Material provided>
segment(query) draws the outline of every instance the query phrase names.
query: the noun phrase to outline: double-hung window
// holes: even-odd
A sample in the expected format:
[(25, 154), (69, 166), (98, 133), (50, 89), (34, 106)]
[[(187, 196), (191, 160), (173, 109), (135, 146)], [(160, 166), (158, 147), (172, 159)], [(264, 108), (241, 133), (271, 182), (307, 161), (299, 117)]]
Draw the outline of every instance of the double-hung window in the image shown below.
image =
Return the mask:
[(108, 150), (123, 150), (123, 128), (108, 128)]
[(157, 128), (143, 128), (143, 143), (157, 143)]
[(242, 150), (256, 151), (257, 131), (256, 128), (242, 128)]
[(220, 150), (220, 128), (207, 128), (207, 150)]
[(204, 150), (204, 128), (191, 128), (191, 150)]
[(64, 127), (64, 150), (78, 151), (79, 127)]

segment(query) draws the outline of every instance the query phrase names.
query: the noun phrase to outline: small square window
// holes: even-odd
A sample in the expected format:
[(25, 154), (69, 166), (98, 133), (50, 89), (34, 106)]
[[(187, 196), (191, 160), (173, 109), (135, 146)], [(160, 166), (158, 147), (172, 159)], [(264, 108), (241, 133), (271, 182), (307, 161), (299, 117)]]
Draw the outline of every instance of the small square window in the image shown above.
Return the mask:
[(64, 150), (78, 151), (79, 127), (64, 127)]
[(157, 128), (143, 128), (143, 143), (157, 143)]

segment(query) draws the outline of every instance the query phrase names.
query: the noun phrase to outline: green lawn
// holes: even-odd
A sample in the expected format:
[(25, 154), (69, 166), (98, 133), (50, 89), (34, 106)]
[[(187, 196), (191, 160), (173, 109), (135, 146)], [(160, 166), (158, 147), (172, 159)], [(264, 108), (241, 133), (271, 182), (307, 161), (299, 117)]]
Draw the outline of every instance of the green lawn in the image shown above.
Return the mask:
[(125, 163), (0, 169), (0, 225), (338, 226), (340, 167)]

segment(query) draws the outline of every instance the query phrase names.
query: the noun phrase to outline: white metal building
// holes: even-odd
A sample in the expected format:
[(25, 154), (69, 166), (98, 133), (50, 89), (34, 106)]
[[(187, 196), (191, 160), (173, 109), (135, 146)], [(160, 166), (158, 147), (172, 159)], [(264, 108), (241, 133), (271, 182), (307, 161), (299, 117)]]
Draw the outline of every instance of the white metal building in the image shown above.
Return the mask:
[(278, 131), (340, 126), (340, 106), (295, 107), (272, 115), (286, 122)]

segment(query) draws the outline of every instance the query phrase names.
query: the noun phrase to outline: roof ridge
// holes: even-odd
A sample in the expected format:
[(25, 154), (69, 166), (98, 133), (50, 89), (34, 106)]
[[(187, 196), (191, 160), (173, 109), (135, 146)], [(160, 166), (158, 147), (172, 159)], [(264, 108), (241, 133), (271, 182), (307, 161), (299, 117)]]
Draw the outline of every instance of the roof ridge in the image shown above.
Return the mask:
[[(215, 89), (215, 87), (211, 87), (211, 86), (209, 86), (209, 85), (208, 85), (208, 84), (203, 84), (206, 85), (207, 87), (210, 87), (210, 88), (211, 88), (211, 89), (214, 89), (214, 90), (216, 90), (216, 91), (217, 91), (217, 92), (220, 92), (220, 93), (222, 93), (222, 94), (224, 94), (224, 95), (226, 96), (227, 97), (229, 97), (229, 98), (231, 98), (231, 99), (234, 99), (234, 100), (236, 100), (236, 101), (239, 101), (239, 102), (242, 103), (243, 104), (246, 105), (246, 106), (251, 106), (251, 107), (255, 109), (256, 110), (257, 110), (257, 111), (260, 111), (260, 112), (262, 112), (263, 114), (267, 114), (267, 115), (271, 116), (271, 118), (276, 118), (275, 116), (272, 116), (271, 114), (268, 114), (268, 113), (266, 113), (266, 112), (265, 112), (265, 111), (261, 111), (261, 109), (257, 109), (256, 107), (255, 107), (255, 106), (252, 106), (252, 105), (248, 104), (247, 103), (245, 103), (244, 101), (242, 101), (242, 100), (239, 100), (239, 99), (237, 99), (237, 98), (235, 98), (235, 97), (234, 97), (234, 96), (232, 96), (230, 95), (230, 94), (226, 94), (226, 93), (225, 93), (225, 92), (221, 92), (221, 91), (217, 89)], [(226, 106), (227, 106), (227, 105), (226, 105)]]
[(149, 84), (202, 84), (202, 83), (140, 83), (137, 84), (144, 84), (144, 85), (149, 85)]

Your task>
Could you rewrite the rows, starting with the first line and going on through the line with "[(242, 150), (256, 151), (257, 131), (256, 128), (242, 128)]", putting "sash window" in place of "double-hung window" and leaving everything else unchanged?

Answer>
segment(query) draws the outline of every instance the query phrase names.
query: the noun phrase to outline: sash window
// holes: even-odd
A sample in the expected format:
[(25, 154), (69, 166), (98, 133), (50, 89), (34, 106)]
[[(187, 196), (191, 160), (173, 109), (135, 146)], [(160, 166), (158, 147), (172, 159)], [(264, 108), (241, 133), (271, 182), (307, 161), (299, 117)]]
Draw the outline of every instance of the sash window in the image shown below.
image =
Return the mask:
[(108, 150), (123, 150), (123, 128), (108, 128)]
[(157, 128), (143, 128), (143, 143), (157, 143)]
[(242, 150), (256, 151), (257, 131), (256, 128), (242, 128)]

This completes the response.